DIRECTIONS FOR THIS TASK: Every line of the listing belongs in your answer exactly as written; the images do not.

PROVIDED ENTRIES:
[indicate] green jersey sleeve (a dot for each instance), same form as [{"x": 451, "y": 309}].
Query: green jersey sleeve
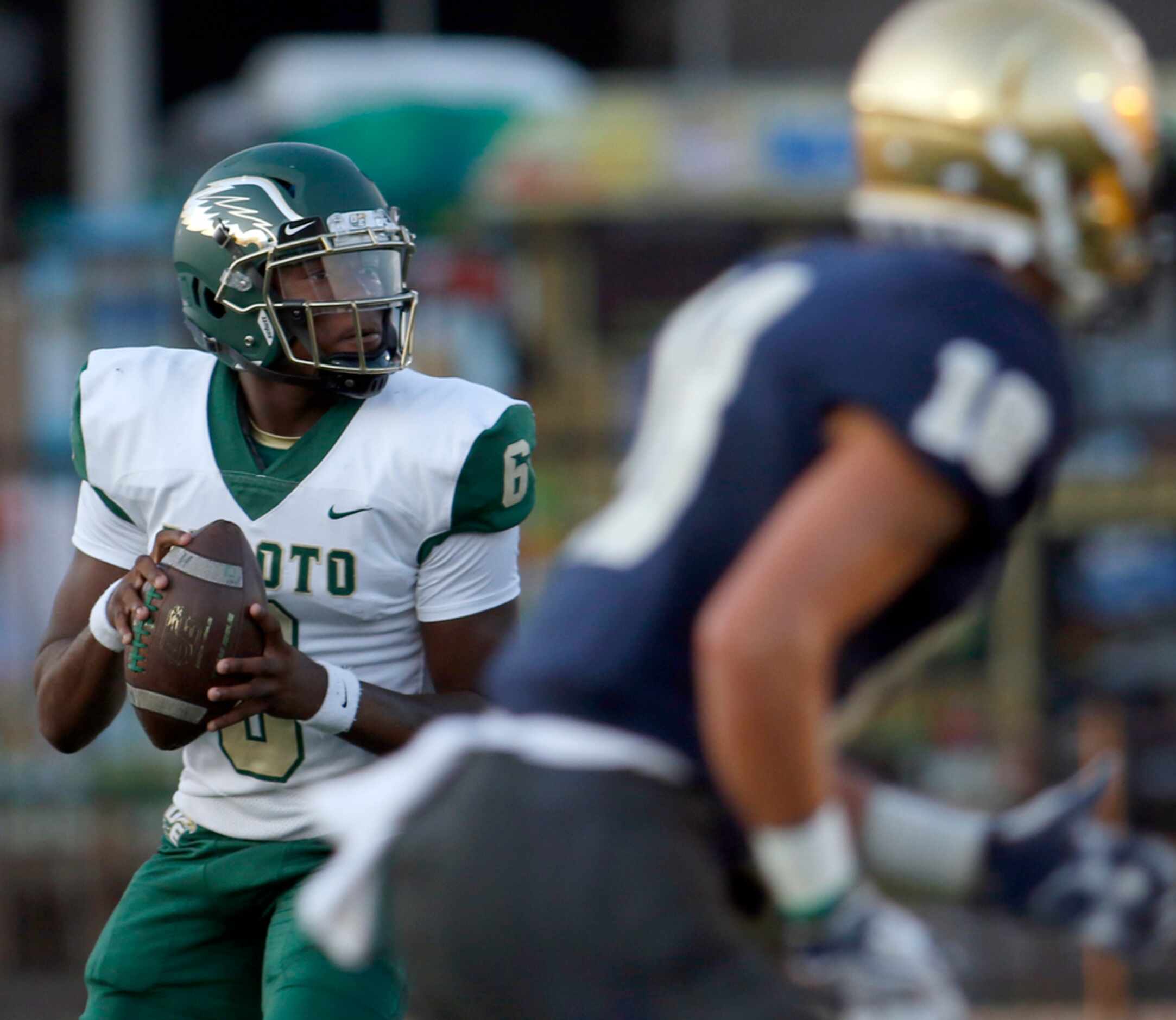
[{"x": 495, "y": 490}]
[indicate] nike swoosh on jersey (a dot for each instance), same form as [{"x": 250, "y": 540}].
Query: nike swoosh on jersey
[{"x": 336, "y": 515}]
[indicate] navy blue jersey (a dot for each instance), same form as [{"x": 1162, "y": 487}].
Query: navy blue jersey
[{"x": 969, "y": 372}]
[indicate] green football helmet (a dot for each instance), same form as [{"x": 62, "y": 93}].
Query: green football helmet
[{"x": 274, "y": 239}]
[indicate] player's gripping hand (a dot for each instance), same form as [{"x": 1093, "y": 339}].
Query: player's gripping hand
[
  {"x": 1051, "y": 861},
  {"x": 869, "y": 959},
  {"x": 282, "y": 682},
  {"x": 125, "y": 607}
]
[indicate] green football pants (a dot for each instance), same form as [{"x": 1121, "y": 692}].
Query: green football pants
[{"x": 206, "y": 931}]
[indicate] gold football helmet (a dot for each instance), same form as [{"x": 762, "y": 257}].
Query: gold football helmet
[{"x": 1025, "y": 130}]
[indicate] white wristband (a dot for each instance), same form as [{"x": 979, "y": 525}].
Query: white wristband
[
  {"x": 810, "y": 866},
  {"x": 924, "y": 845},
  {"x": 342, "y": 702},
  {"x": 100, "y": 626}
]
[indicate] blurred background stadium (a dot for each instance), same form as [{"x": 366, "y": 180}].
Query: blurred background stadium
[{"x": 573, "y": 170}]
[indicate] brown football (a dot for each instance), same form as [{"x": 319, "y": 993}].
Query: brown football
[{"x": 203, "y": 615}]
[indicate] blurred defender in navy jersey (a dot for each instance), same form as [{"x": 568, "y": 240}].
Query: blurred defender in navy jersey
[{"x": 835, "y": 446}]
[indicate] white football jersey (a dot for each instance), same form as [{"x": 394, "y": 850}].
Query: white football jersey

EXERCISE ANSWER:
[indicate] green jersey sleeve (a dot for each instance), same form as [{"x": 451, "y": 309}].
Query: green jersey sleeve
[{"x": 495, "y": 490}]
[indicate] nike swoosh on jersey (a dot for each instance), same form as [{"x": 250, "y": 540}].
Query: nike swoosh on jersey
[{"x": 336, "y": 515}]
[indicate] navy blue jersey (a dot for each instance), same form as [{"x": 1162, "y": 487}].
Query: navy blue jersey
[{"x": 969, "y": 372}]
[indicate] green football helmet (a dot for each instance), same form as [{"x": 62, "y": 93}].
Query: green football helmet
[{"x": 274, "y": 239}]
[indicate] player's gripping hand (a dot for each instance), same form as [{"x": 1093, "y": 339}].
Query: player's gripping hand
[
  {"x": 1051, "y": 861},
  {"x": 869, "y": 959},
  {"x": 282, "y": 682},
  {"x": 125, "y": 607}
]
[indicate] green football pants (a dot for each instance), same form as [{"x": 1121, "y": 692}].
Query: green football pants
[{"x": 206, "y": 931}]
[indicate] gold football helmet (a dot for each instance), same form as [{"x": 762, "y": 257}].
Query: gold football helmet
[{"x": 1025, "y": 130}]
[indicate] white wristband (a dot for each instance), same form as [{"x": 979, "y": 525}].
Query: white wristband
[
  {"x": 810, "y": 866},
  {"x": 924, "y": 845},
  {"x": 342, "y": 702},
  {"x": 100, "y": 626}
]
[indicate] blurred background stadium (a dot for each instance), same form as [{"x": 366, "y": 180}].
Query: blurred background stadium
[{"x": 573, "y": 170}]
[indicate] brown football (a dot for each instance), same form as [{"x": 319, "y": 993}].
Query: brown football
[{"x": 203, "y": 615}]
[indicate] blurred defender in navy jersey (a dot for each instance), same form as [{"x": 568, "y": 240}].
Query: blurred defender in navy jersey
[{"x": 835, "y": 446}]
[indicate] white football jersey (a dot for each instance), same form as [{"x": 394, "y": 850}].
Query: white football jersey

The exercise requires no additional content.